═══ EXTRACT
The U.S. government is giving $42 million to Ivory Coast to help treat and prevent HIV-AIDS. The current HIV-AIDS prevalence in the country is about 7 percent, but health workers believe conflict between rebels and government forces has increased the spread of the virus.

The $42 million in funding was announced by U.S. officials last week in Ivory Coast. The money is part of a five-year, $15 billion commitment by the United States to fight HIV-AIDS around the world. Fifteen of the most affected countries in the world will receive money from the the Bush administration's Emergency Plan for AIDS Relief. In West Africa, Nigeria and Ivory Coast are both beneficiaries.

Dr. Monica Nolan, the technical coordinator of the U.S. AIDS program in Ivory Coast, says it is likely that conflict in the divided country has increased transmission of HIV, the virus which causes the AIDS.

"In the crisis in Cote d'Ivoire where you have had large-scale displacements of populations internally as well as across borders, you have got large scale deployment of various military forces," she said. "You have got increasing poverty of young girls and so on. There are certainly many factors which exacerbate HIV transmission."

At an AIDS treatment center, in a poor suburb of the Ivorian commercial capital Abidjan, Dr. Siaka Toure has noticed an increase in the numbers of people coming to the center, who are infected with HIV. He says many of them have come to Abidjan, which lies in the government controlled south, from the rebel held north of the country.

Dr. Toure says that it is difficult to develop care for aids patients in the north, which many health workers fled when fighting broke out in September 2002.

"We think there will be two wars," he said. "The first war that we know. The second will be the HIV consequence, especially in the area where we cannot develop a care for HIV."

Although there is an increased prevalence of HIV-AIDS in the country, some people feel there is also less stigma attached to the disease. Adolf Juilai, who had just done an HIV blood test at the center, says things have changed.

"You know before when you have it, they say that everybody rejects you," he said. "Nobody wants to approach you because they do not know exactly what it is. But by now they have to take their heart and do their test to know their situation. If you know, you are not going to die quickly."

Mr. Juilai's brother died of AIDS. Since his death, Mr. Juilai and a friend come to the clinic every year to take an AIDS test. They will find out the results of their latest test Friday.
══════
REQUIRED ACTION 1 ->
Answer these questions from the Ivory Coast HIV-AIDS article:
(a) What is the current HIV-AIDS prevalence in Ivory Coast?
(b) How many countries will receive money from the Emergency Plan for AIDS Relief?
(c) In what month and year did fighting break out, causing many health workers to flee the north?
REQUIRED ACTION 2 -> Return, word for word, the portion of the Ivory Coast HIV-AIDS article from "The U.S. government" up to and including "are both beneficiaries.".
═══ DATASET EXCERPTS
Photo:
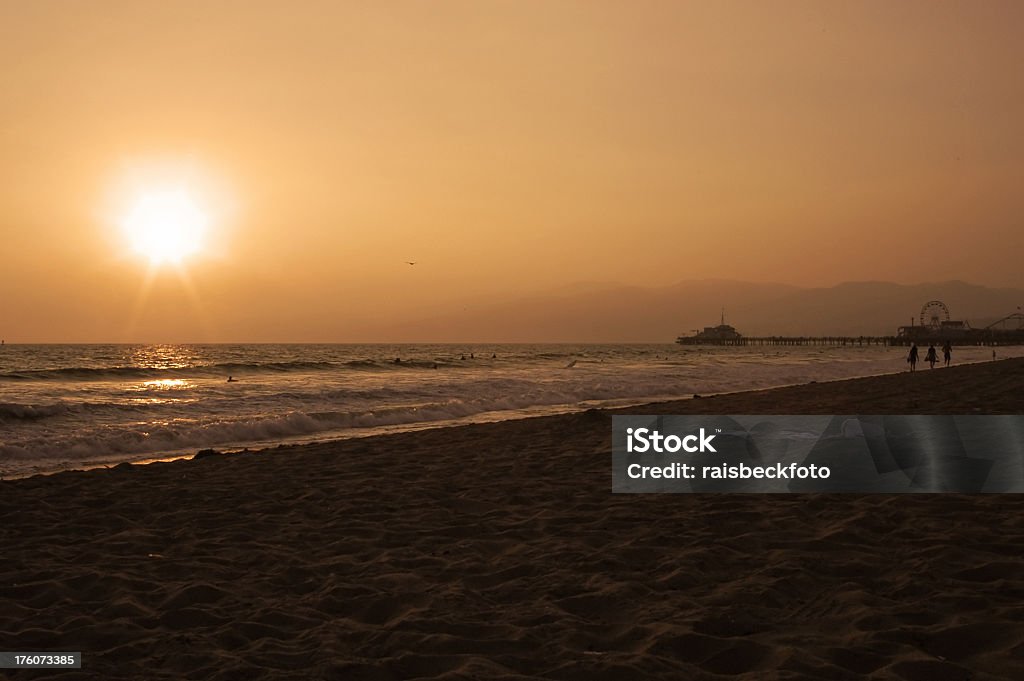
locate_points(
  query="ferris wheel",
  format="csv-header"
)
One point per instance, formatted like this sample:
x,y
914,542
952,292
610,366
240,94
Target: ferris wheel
x,y
934,313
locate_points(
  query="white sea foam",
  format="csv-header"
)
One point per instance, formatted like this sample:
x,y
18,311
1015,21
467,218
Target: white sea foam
x,y
74,406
══════
WORKED SOLUTION 1 ->
(a) About 7 percent.
(b) Fifteen.
(c) September 2002.

WORKED SOLUTION 2 ->
The U.S. government is giving $42 million to Ivory Coast to help treat and prevent HIV-AIDS. The current HIV-AIDS prevalence in the country is about 7 percent, but health workers believe conflict between rebels and government forces has increased the spread of the virus.

The $42 million in funding was announced by U.S. officials last week in Ivory Coast. The money is part of a five-year, $15 billion commitment by the United States to fight HIV-AIDS around the world. Fifteen of the most affected countries in the world will receive money from the the Bush administration's Emergency Plan for AIDS Relief. In West Africa, Nigeria and Ivory Coast are both beneficiaries.